**Work request**
Nothing but the lines from the one containing "Can you find the rocky" through the last line of the records below should be copied, exactly and without pictures.

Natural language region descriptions
________________________
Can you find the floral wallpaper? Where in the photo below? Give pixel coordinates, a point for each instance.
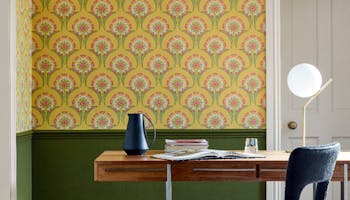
(24, 66)
(187, 64)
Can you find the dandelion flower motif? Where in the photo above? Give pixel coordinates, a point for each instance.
(64, 8)
(158, 26)
(83, 102)
(45, 27)
(215, 83)
(102, 120)
(64, 45)
(158, 102)
(252, 45)
(120, 26)
(252, 83)
(102, 45)
(195, 26)
(139, 8)
(177, 8)
(158, 64)
(177, 120)
(82, 64)
(82, 26)
(253, 119)
(64, 121)
(102, 83)
(35, 83)
(64, 83)
(196, 102)
(233, 102)
(139, 83)
(252, 7)
(177, 45)
(120, 102)
(215, 120)
(215, 8)
(45, 64)
(45, 102)
(233, 64)
(195, 64)
(120, 64)
(177, 83)
(233, 26)
(102, 8)
(139, 45)
(214, 45)
(33, 46)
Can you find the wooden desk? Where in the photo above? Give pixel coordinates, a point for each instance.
(117, 166)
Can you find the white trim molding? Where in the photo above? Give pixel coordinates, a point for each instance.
(8, 100)
(273, 89)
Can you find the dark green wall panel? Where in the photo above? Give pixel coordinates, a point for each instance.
(63, 168)
(24, 166)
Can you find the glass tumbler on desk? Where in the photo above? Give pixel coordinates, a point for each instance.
(251, 145)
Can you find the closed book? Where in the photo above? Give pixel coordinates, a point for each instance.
(172, 148)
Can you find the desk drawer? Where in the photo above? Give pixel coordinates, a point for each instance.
(200, 171)
(272, 172)
(129, 172)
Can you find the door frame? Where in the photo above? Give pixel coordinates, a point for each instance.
(8, 101)
(273, 88)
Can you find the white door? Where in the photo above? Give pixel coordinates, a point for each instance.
(317, 32)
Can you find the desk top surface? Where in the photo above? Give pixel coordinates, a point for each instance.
(270, 156)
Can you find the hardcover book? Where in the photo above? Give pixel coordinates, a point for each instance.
(205, 154)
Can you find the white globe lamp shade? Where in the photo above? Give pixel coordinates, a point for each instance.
(304, 80)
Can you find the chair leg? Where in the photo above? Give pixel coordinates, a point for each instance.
(321, 191)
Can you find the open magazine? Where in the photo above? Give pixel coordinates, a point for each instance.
(205, 154)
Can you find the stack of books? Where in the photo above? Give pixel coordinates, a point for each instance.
(185, 144)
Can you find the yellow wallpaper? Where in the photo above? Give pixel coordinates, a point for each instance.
(185, 63)
(24, 65)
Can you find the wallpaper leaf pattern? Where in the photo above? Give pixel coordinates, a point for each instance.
(185, 63)
(23, 66)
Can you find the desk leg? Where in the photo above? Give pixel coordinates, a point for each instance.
(168, 183)
(344, 184)
(314, 187)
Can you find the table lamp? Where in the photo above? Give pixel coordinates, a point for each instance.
(305, 80)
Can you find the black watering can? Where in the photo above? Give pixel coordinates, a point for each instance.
(135, 141)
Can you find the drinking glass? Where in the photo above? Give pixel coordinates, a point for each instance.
(251, 145)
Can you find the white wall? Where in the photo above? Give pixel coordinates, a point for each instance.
(7, 133)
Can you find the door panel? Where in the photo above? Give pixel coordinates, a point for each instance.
(317, 32)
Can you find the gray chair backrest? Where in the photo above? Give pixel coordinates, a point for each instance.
(310, 165)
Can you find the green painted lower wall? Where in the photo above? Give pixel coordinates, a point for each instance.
(63, 168)
(24, 166)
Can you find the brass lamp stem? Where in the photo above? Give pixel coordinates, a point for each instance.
(308, 102)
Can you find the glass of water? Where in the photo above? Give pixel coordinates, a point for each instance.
(251, 145)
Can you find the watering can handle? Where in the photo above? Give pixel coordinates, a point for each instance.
(154, 130)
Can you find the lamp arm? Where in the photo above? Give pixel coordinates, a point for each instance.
(318, 93)
(307, 104)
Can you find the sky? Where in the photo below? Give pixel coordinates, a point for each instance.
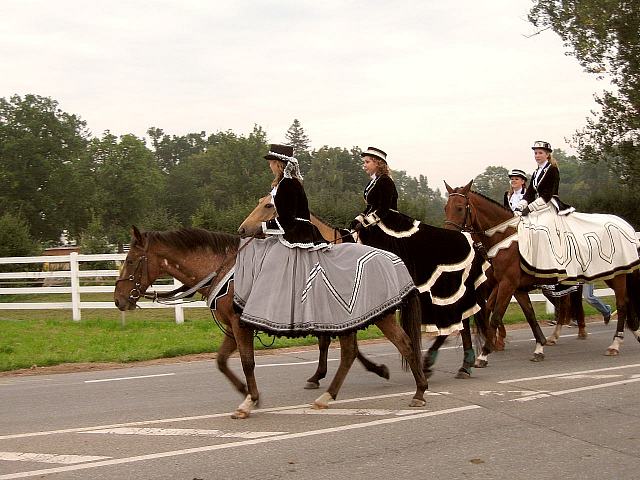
(446, 88)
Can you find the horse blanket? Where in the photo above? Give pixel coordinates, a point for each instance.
(576, 247)
(444, 266)
(297, 292)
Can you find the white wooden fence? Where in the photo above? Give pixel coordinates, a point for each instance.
(74, 273)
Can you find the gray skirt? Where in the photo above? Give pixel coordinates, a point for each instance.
(295, 291)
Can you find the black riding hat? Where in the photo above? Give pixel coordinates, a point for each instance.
(375, 152)
(284, 153)
(543, 145)
(516, 172)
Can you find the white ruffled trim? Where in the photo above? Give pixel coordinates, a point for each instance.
(464, 265)
(403, 234)
(501, 227)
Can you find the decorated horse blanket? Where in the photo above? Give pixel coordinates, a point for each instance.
(444, 266)
(576, 247)
(297, 292)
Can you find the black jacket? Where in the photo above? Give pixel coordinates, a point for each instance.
(293, 216)
(546, 187)
(382, 199)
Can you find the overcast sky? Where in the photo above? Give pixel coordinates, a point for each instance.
(447, 88)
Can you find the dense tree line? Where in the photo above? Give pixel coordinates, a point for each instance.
(55, 176)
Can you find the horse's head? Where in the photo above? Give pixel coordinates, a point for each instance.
(252, 225)
(457, 211)
(136, 273)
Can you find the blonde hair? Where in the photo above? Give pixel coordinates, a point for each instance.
(277, 177)
(382, 167)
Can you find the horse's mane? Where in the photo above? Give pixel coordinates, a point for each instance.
(491, 200)
(187, 239)
(324, 222)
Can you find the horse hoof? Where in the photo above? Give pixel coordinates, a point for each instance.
(240, 414)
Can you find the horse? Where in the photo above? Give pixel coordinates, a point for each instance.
(265, 210)
(190, 256)
(496, 226)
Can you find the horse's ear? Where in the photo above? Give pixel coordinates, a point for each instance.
(135, 233)
(449, 189)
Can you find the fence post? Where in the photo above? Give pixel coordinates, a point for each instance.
(179, 309)
(550, 307)
(75, 286)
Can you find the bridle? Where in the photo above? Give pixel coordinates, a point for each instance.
(466, 222)
(141, 268)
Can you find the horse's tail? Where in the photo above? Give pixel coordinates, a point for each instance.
(411, 321)
(633, 300)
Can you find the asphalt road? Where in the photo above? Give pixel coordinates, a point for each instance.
(574, 416)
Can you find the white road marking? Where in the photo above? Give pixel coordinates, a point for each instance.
(204, 417)
(242, 443)
(555, 375)
(188, 432)
(536, 396)
(362, 412)
(128, 378)
(48, 458)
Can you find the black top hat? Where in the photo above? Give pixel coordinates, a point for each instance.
(284, 153)
(516, 172)
(543, 145)
(375, 152)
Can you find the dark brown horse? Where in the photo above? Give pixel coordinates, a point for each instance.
(265, 210)
(495, 227)
(190, 255)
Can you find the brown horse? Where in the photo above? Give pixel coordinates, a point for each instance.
(190, 255)
(495, 226)
(265, 210)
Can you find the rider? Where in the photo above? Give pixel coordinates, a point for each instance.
(517, 188)
(295, 283)
(545, 182)
(383, 223)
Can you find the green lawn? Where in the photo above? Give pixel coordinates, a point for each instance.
(50, 337)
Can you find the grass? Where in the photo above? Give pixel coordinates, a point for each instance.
(50, 337)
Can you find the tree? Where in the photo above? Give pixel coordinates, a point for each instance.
(129, 183)
(493, 182)
(604, 36)
(42, 150)
(297, 138)
(15, 238)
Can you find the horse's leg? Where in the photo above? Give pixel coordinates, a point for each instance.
(244, 340)
(620, 290)
(379, 369)
(469, 358)
(577, 312)
(313, 382)
(224, 352)
(557, 330)
(431, 355)
(348, 349)
(401, 340)
(525, 303)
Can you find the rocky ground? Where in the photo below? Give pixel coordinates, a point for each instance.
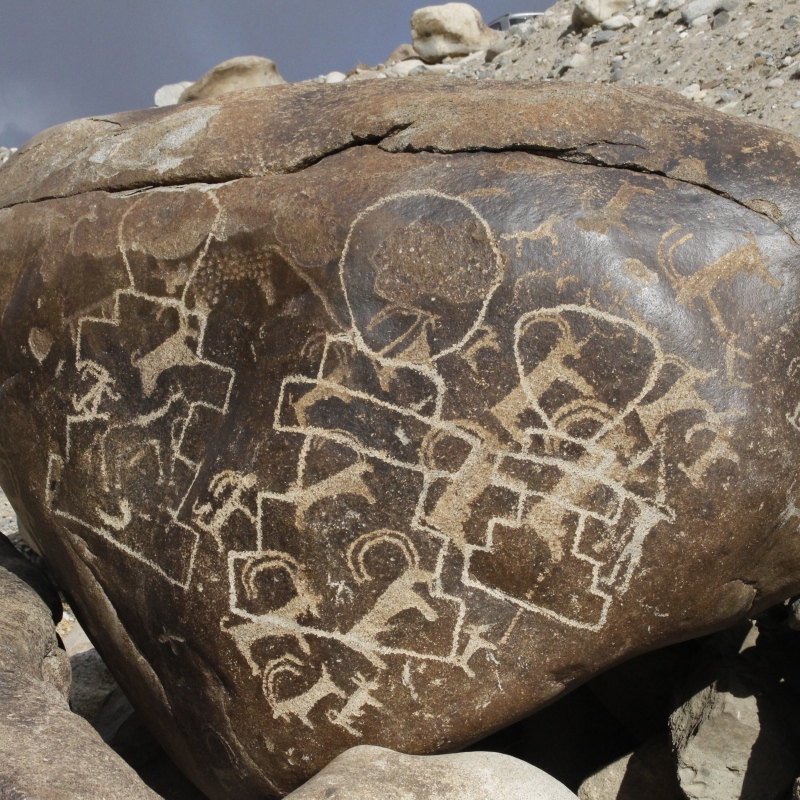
(742, 60)
(713, 718)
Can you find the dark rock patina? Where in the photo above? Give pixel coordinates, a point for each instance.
(366, 415)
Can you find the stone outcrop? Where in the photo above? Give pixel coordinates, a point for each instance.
(234, 75)
(365, 773)
(735, 736)
(48, 753)
(393, 418)
(453, 29)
________________________
**Result of this exercise**
Can you find the rocky ground? Where in the photo below? Give pixel coordinates, a point for each instance.
(742, 60)
(713, 718)
Can you find the dark rock patina? Where in the photo above? Give pixel coordinates, a point for each instance.
(366, 415)
Can you find the stone outcrop? Where in the photo above? Give pixel coordinates, a point for each instance.
(234, 75)
(365, 773)
(735, 736)
(48, 753)
(393, 418)
(453, 29)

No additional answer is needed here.